### ENTRIES PROVIDED:
☆ ☆ ☆

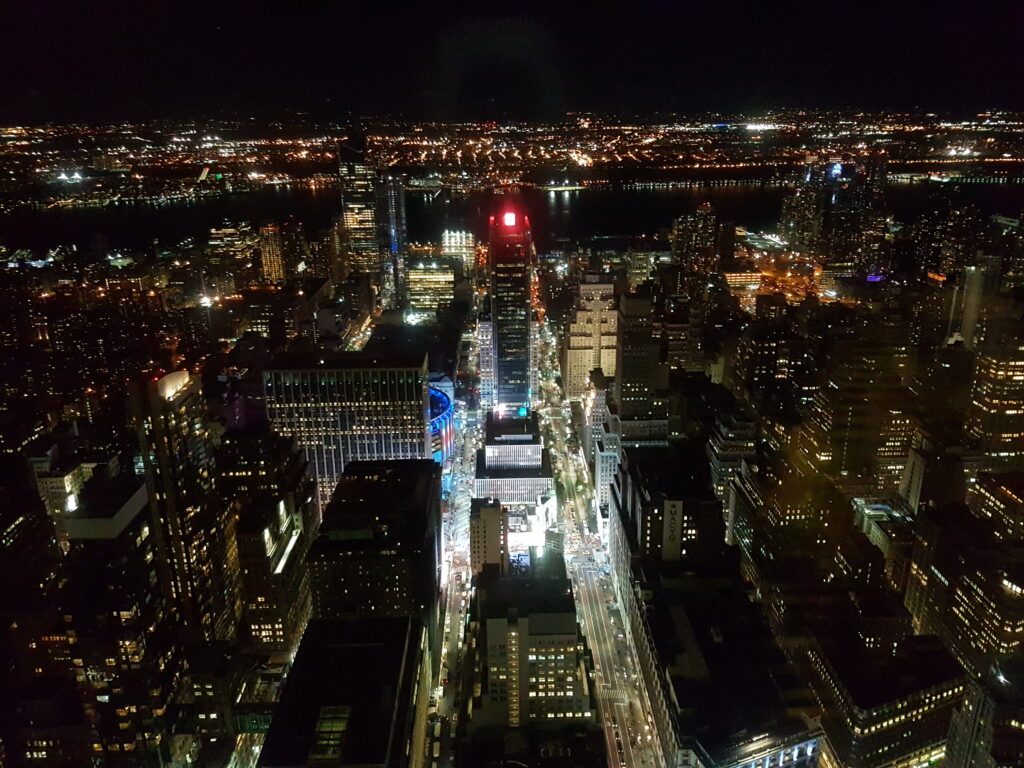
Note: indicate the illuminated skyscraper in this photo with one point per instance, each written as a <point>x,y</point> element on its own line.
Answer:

☆ ☆ ☆

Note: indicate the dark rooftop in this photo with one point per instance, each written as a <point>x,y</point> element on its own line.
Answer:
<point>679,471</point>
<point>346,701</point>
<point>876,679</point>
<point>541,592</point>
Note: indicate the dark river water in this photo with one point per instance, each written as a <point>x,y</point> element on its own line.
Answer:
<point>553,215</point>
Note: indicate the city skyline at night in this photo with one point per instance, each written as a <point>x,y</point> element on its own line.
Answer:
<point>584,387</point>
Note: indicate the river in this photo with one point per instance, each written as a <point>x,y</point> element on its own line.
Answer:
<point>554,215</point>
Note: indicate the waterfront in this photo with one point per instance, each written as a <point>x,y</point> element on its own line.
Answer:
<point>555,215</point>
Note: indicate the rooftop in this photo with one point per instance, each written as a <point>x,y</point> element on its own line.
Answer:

☆ ☆ ☆

### PROBLEM DESCRIPTION:
Find the word "dark" in the entries. Copy each line that holds it.

### EXERCISE RESULT:
Note: indicate the dark rooftop in this photo with one point per instance, each written as a <point>x,y</point> element on its own line.
Note: indicate the dark river water in this photo with one point per instance, each written as a <point>x,y</point> element on its own line.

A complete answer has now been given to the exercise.